*Exercise requirements*: Copy out the lines below word for word, leaving nothing out.

*Material for the task*:
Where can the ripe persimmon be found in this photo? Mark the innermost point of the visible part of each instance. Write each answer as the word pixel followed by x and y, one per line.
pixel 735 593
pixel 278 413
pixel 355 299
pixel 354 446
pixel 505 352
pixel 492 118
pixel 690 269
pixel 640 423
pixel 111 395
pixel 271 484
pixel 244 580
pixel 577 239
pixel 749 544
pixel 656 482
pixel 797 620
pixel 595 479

*Output for this task*:
Where can the ripe persimmon be found in this photo? Mark the innermost point of the visible part of each instance. Write each answer as the word pixel followed by x and y, one per line.
pixel 735 593
pixel 278 413
pixel 355 299
pixel 354 446
pixel 505 352
pixel 492 118
pixel 690 269
pixel 640 423
pixel 111 395
pixel 271 484
pixel 244 580
pixel 577 239
pixel 749 544
pixel 656 482
pixel 797 620
pixel 595 479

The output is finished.